**Stored records:**
== == ==

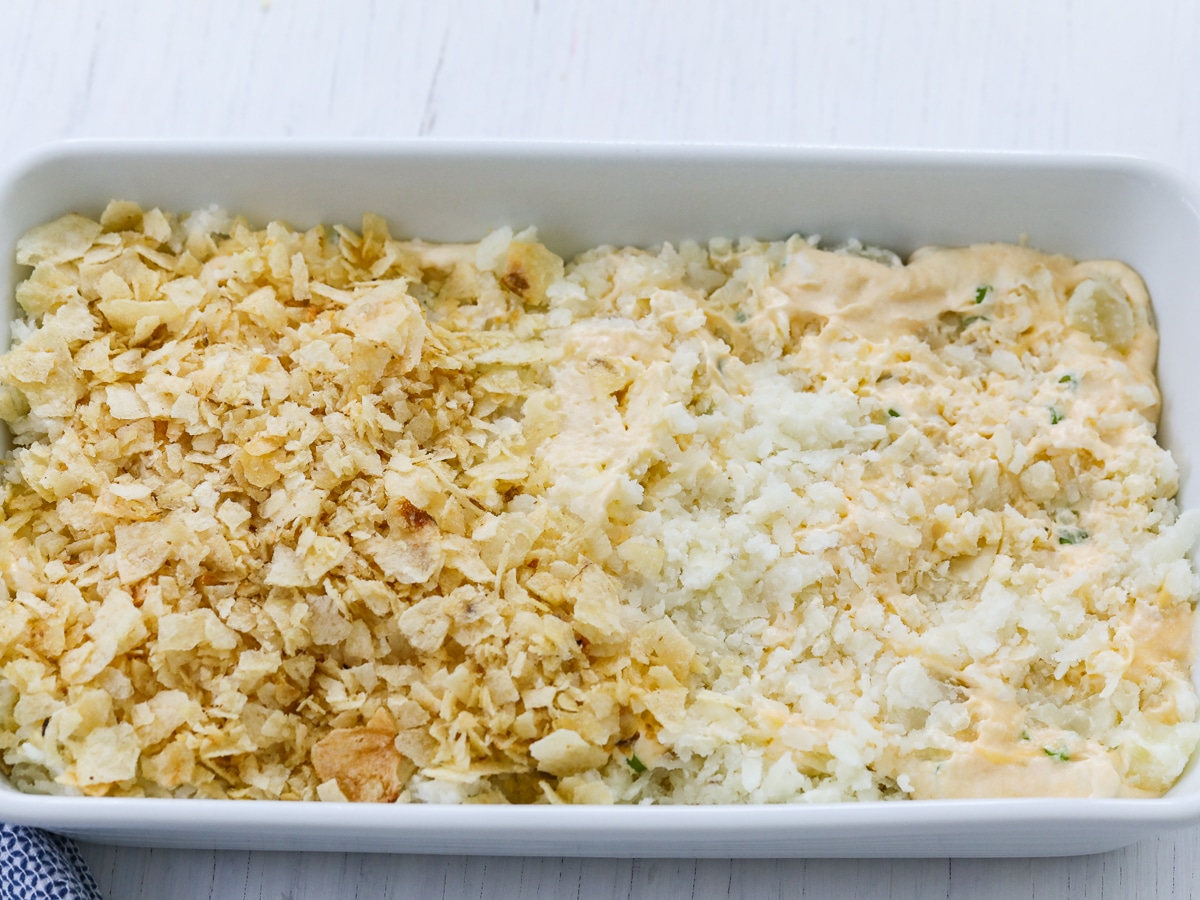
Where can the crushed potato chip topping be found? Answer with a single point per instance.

== == ==

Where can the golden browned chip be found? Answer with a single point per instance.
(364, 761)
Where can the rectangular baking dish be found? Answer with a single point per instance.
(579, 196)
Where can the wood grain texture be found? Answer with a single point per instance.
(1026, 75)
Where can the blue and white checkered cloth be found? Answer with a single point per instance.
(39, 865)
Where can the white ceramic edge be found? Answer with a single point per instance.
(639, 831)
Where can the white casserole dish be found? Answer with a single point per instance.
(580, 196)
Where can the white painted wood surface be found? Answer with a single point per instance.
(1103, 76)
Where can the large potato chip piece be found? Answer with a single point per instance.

== == ==

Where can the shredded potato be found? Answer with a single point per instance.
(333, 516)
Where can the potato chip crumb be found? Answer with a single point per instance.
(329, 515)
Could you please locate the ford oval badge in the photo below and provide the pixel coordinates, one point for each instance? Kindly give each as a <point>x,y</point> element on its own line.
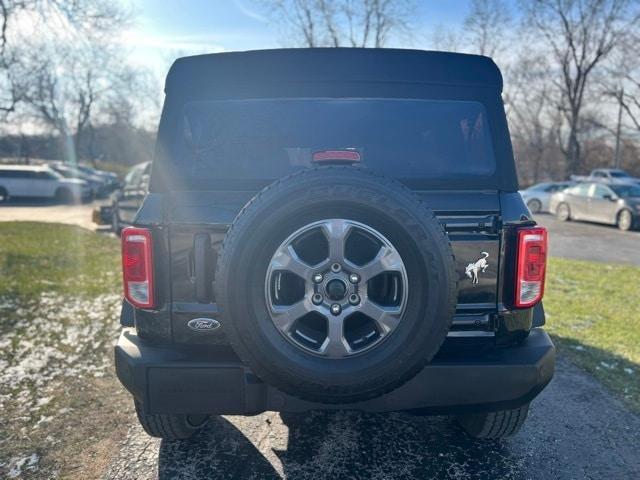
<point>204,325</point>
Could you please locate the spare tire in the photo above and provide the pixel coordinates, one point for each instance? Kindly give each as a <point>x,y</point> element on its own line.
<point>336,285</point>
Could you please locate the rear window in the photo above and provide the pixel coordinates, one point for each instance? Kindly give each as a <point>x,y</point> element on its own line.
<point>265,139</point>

== == ==

**Short task:** Update the listing section that opens with the line containing "Could you please locate the rear" and closes with the line containing "<point>265,139</point>" by replacing "rear window" with "back window". Reproduce only those lines, with everything else unchanged.

**The reply:**
Could you please locate the back window in the photo above and provide the pixel coordinates, one point for each instance? Kindly give each as a <point>x,y</point> element on its own line.
<point>265,139</point>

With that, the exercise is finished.